= EXERCISE =
Produce an exact copy of all the data below, dropping every image.

[Records excerpted from a collection]

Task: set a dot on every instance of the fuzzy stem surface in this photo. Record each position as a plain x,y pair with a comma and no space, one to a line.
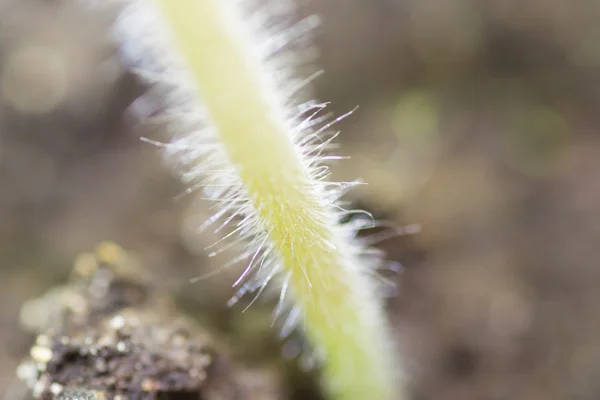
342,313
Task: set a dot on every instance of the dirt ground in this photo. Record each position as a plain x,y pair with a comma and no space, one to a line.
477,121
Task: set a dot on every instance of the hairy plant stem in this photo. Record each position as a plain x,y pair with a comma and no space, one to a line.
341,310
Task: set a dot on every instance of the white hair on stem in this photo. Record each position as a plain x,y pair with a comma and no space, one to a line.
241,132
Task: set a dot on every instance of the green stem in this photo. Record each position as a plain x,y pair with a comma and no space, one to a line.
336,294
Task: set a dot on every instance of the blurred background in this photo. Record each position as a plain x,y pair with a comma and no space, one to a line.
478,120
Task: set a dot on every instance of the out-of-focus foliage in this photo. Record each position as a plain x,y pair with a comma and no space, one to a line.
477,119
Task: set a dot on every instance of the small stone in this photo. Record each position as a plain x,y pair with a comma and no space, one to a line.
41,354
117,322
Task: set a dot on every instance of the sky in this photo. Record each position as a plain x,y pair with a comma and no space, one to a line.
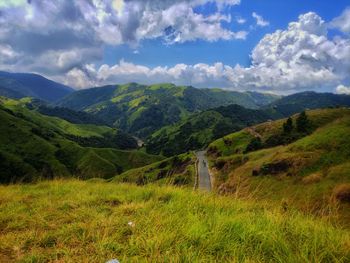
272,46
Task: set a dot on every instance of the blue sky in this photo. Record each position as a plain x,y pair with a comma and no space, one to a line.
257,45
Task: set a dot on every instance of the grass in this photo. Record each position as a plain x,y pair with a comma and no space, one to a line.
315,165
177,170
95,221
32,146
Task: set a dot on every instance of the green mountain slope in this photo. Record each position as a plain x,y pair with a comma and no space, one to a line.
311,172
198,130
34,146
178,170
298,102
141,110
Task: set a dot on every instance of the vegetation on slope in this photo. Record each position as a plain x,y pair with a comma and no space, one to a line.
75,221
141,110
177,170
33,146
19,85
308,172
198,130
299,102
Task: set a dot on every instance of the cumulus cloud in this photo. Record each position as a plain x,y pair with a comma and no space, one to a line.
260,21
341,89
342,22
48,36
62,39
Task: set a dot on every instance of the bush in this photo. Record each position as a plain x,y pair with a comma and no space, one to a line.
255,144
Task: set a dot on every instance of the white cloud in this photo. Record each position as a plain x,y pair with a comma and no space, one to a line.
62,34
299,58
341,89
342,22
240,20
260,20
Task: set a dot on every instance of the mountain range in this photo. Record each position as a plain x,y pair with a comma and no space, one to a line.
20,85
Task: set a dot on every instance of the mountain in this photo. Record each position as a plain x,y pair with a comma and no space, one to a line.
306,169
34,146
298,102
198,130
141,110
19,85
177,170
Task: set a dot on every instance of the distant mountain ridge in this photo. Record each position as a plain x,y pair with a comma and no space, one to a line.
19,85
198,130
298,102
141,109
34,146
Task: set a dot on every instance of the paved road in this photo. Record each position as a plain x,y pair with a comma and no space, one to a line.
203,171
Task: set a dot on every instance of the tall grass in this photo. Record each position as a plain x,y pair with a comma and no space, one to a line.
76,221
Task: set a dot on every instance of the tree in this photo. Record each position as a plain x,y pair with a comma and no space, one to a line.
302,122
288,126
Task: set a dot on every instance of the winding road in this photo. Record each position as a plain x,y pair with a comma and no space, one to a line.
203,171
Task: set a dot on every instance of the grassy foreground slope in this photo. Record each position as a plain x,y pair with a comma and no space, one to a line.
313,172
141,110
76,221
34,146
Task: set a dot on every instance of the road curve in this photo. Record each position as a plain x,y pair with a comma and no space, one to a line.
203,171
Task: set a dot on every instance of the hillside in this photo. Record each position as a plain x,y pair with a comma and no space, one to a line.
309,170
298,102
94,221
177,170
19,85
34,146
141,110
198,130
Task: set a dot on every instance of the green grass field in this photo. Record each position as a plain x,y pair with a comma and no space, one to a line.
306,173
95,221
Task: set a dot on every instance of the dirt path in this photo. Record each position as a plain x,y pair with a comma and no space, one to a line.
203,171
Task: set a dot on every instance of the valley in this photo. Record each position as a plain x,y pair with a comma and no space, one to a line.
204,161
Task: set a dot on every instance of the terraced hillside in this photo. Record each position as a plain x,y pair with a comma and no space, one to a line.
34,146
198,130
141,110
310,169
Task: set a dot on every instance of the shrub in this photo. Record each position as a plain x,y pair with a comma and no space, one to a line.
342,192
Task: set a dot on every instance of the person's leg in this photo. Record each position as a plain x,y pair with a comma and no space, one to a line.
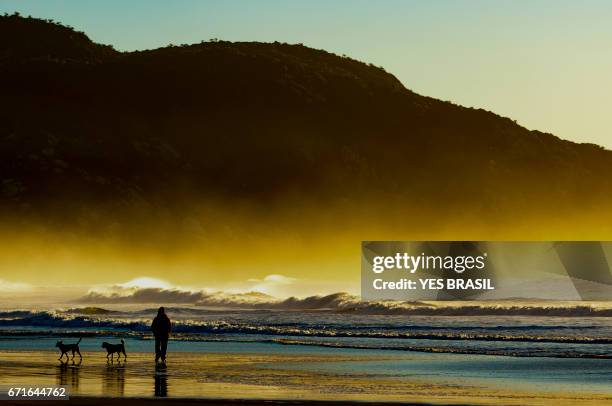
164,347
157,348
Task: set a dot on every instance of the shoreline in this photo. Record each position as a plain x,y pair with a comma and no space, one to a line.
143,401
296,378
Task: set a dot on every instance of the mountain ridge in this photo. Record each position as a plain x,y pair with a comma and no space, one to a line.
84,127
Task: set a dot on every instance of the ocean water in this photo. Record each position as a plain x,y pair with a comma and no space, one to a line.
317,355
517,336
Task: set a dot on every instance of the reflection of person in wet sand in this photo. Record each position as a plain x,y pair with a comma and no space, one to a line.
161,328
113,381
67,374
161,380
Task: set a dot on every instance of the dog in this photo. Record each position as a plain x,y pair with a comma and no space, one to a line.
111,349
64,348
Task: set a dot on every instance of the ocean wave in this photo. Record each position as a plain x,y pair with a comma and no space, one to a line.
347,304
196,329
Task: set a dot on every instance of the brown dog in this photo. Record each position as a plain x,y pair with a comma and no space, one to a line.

= WRITTEN REPLY =
Task: set a dot on every instance of the fuzzy stem surface in this photo. Record each position as a plain x,y pair with a comma and no space, one to a line.
342,313
Task: set a dot on every instance of the dirt ground in this photo. Record each position as a plain x,y pair with a comma and no space, one to a line.
477,121
Task: set a dot on every instance of the hairy plant stem in this photo. Record each position as a plain x,y pair with a comma and no space, one to a line.
341,310
Task: set a dot on every instance of the white hair on stem in this photo. Record each position as a plain x,y pair with a comma and no space, one to a line.
241,132
Task: set a dot on every instance of the green stem in this photo. Record each position as a plain x,y pair with a comma and no space, one to a line.
336,294
Task: set a dot on every instance of the blurred background in this photo. Record each position as a plain x,y pair with a comma and no space, one to a line.
478,120
Task: set a dot on every instance of the out-of-focus foliage in this photo. Record each position as a plain x,y pair with a comma and no space, one to a line.
477,119
Task: set a dot on every instance of the small stone in this photo. Record each position as a plain x,y pair with a comma and no space, one to a line.
41,354
117,322
Task: set a dot on every instance of the sky in this photo. Record each position as a plain x,y pair with a comma and no space, one to a line.
272,46
Task: set a dot on every instance of the blue sky in this photo. Record each position as a plain x,y pair with a comma and no space, one to a line.
257,45
Task: set a dot on every instance of the grass in this photo. Record each position as a plain x,y pair with a comma and no space, one to a line.
315,165
177,170
95,221
32,146
Task: set a dot on every instance of the green mountain slope in this photo. Record each position as a plain x,y pair with a comma and no space, one to a line.
311,172
198,130
34,146
178,170
298,102
141,110
Task: set a dot on every instance of the vegetation on slope in this photo. Record each position as a plain x,y pair with a comma and no space, one to a line.
75,221
141,110
177,170
33,146
19,85
308,172
198,130
299,102
Task: set a dot on every instance of the cumulus cloud in this photo. Record each position as a plain x,y pair with a comma and no space, one to a line.
260,21
341,89
342,22
48,36
62,39
Task: set a dot on every instance of the bush in this photo. Record each position as a plain x,y pair with a comma and no space, one to a line.
255,144
Task: set a dot on every instance of the white cloud in this photo. Record each position as a plain x,y pair with a comma and no space, one to a line.
62,34
299,58
341,89
342,22
240,20
260,20
Task: set a dot on every instance of the mountain range in this photo. Record each position as a plain x,y pair with a comma and no space, one to a line.
20,85
Task: set a dot on every instance of the mountain in this photo. Record each position as a plain x,y pair with a comma and no space, one to a line.
306,169
34,146
298,102
198,130
141,110
19,85
177,170
Task: set a dot on every instance of the distant mountain ridge in this photo. Record each position as a plain x,y pair with a comma and no space, one to a line.
19,85
198,130
298,102
141,109
34,146
Task: set a dot on every instance of the paved road in this photo. Record each position as a plain x,y pair with a comma and no space, one to a line.
203,171
Task: set a dot on every instance of the tall grass in this photo. Record each position as a plain x,y pair with a comma and no space, one to a line.
76,221
Task: set a dot on every instance of the tree in this photo. Record each position as a plain x,y pair with a comma and no space, one to a line.
302,122
288,126
Task: set a dot on every instance of the winding road in this photo. Record each position as a plain x,y pair with a comma and no space, one to a line.
203,171
Task: set a dot on every instance of the grassy foreground slope in this photo. Record each position as a plain x,y pair with a comma and no space, one to a line.
313,172
141,110
76,221
34,146
Task: set a dot on every instance of the road curve in this photo. Record each position as a plain x,y pair with a comma and no space, one to a line.
203,171
Task: set a dot on every instance of the hillside in this photo. Record each position as a plain x,y pair with a comma and no space, one to a line.
309,170
298,102
94,221
177,170
19,85
34,146
141,110
198,130
Task: set a dot on every instance of the green grass field in this photo. Record each position as a plain x,y pair with a comma and no space, one to a line.
306,173
95,221
Task: set a dot on every instance of the dirt path in this photo. Record each position as a plain x,y pair with a comma and no space, one to a line.
203,171
Task: set a dot on every instance of the valley in this photo. Record each position as a plain x,y pair with a comma and no space, one to a line.
204,161
Task: set a dot on every instance of the terraced hillside in this photo. Record each position as a plain x,y pair with a comma and no space, one to a line.
34,146
198,130
141,110
310,169
Task: set a dot on every instance of the shrub in this photo. Record each position as a plain x,y pair with a comma and no space, one to a line.
342,192
Task: set a dot on every instance of the person's leg in this photo. Record each position as a plain x,y pair with a comma and no space, one to a line.
164,347
157,348
Task: set a dot on every instance of the shoreline in this photo. Record each position as a plain x,y pair with a comma and no space, one to a line.
143,401
296,378
Task: set a dot on every instance of the mountain ridge in this photo. Record each position as a plain x,y pair with a comma and no space, one to a line.
84,127
Task: set a dot on every instance of the ocean water in this photo. Record each position as a plain x,y pair with a comma and no space, one to a line.
317,355
517,336
Task: set a dot on every instance of the reflection of person in wet sand in this photo. Record each position as a plain x,y pair with a comma and no space, one to a line.
161,328
113,381
67,374
161,380
Task: set a dot on every instance of the dog in this photo. Record each position as a plain x,y pair with a comma and no space, one to a line.
111,349
64,348
Task: set a dot on every instance of the ocean wave in this photo. Record each position as a plain x,y pair with a comma and no space, one to a line.
347,304
196,329
Task: set a dot on every instance of the brown dog in this photo. Record each position as a plain x,y pair with a comma and no space, one to a line.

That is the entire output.